Background: Reports of gabapentin use in diabetic peripheral neuropathy pain stimulate a need for controlled trials to determine its comparative efficacy to the therapeutic standard of amitriptyline hydrochloride.
Objective: To determine the efficacy of gabapentin compared with amitriptyline in treating diabetic peripheral neuropathy pain.
Design: Prospective, randomized, double-blind, double-dummy, crossover study.
Setting: Veterans Affairs San Diego Healthcare System, Ambulatory Care Clinic.
Patients: Twenty-eight veterans were referred by their primary care providers. Two patients withdrew before randomization because of no neuropathic pain after washout; a third withdrew for unexpected surgery that required analgesics. Three patients withdrew because of adverse effects and 1 for protocol violation.
Interventions: Patients with stable glycemic control and neuropathic pain randomized to 6 weeks of therapy with gabapentin, 900 to 1800 mg/d, or amitriptyline hydrochloride, 25 to 75 mg/d, with a 1-week washout before crossover.
Main outcome measures: Pain relief measured by pain scale with verbal descriptors and global pain score assessment at treatment end.

■ EXERCISE PROMPT ■
Can you continue the abstract above on gabapentin versus amitriptyline for diabetic neuropathy pain, picking up right after its last line?

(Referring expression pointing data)
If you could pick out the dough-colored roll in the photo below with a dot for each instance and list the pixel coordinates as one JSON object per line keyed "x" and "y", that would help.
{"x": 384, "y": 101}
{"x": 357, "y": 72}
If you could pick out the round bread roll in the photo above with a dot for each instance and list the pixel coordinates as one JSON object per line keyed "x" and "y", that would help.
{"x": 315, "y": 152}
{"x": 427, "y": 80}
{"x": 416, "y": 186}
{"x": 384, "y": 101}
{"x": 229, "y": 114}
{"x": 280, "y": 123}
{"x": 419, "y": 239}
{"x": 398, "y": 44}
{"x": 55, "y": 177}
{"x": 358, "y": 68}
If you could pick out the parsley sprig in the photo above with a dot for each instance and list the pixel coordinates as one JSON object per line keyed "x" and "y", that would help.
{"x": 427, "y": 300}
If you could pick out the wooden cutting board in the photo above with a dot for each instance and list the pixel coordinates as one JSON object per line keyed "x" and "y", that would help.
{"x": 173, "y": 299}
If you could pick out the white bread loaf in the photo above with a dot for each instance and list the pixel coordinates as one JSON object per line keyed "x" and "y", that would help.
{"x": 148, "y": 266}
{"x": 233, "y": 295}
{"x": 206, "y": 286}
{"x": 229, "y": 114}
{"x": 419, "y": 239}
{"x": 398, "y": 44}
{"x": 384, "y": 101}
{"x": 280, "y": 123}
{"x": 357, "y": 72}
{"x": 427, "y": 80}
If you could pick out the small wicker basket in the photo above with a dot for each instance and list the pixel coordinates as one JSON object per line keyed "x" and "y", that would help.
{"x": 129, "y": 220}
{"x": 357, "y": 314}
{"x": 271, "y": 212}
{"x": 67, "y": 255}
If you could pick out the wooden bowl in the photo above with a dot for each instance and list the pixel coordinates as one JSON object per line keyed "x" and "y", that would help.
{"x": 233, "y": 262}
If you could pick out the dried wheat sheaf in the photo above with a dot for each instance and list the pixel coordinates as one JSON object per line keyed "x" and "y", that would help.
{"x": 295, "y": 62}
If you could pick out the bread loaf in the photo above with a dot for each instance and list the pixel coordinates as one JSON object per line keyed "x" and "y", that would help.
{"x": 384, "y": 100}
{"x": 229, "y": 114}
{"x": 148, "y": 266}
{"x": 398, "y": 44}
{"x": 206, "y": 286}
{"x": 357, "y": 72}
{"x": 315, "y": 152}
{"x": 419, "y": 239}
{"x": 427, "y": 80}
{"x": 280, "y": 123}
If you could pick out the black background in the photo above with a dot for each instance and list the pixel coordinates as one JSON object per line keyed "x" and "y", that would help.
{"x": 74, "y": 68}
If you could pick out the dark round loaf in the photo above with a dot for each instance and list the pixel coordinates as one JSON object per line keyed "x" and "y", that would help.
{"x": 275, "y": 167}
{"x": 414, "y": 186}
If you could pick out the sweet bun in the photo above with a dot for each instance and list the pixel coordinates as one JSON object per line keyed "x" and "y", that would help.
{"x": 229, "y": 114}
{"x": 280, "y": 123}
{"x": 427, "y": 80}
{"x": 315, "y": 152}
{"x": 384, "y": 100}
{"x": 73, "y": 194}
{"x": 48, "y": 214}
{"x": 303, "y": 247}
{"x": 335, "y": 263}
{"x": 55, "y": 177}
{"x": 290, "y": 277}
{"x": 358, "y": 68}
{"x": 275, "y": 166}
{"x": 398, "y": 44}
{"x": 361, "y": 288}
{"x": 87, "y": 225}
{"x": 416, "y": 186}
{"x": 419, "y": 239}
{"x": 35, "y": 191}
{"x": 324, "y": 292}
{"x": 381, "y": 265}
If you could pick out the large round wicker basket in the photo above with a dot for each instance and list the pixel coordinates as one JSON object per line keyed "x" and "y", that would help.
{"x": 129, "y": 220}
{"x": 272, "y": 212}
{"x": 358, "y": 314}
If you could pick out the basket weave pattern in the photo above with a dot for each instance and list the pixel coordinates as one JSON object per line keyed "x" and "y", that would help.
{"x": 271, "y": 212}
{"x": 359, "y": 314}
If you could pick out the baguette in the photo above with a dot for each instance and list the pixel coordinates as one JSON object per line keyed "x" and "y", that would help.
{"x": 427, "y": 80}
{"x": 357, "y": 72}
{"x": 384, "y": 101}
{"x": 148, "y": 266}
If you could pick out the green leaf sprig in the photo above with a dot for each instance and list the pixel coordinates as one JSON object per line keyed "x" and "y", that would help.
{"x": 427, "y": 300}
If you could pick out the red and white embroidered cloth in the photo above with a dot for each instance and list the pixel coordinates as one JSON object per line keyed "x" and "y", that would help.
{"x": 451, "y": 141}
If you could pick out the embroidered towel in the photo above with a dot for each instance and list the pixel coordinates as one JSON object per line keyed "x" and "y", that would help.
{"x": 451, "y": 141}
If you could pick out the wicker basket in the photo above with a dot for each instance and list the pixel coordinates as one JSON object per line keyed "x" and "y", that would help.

■ TASK RESULT ■
Results: Participants and investigators were blinded throughout. Mean dosages were of gabapentin, 1565 mg/d, and of amitriptyline hydrochloride, 59 mg/d. Sixty-five percent of patients reached maximum dose with gabapentin and 54% with amitriptyline. Mean score diary analysis showed pain relief with gabapentin and amitriptyline was not significantly different (P = .26). Global data were obtained from 21 of 25 enrolled patients who completed the study. Moderate or greater pain relief was experienced in 11 (52%) of 21 patients with gabapentin and 14 (67%) of 21 patients with amitriptyline. There were no significant period or carry-over effects (P = .35).
Conclusions: Although both drugs provide pain relief, mean pain score and global pain score data indicate no significant difference between gabapentin and amitriptyline. Gabapentin may be an alternative for treating diabetic peripheral neuropathy pain, yet does not appear to offer considerable advantage over amitriptyline and is more expensive. Larger trials are necessary to define gabapentin's place in treating diabetic peripheral neuropathy pain.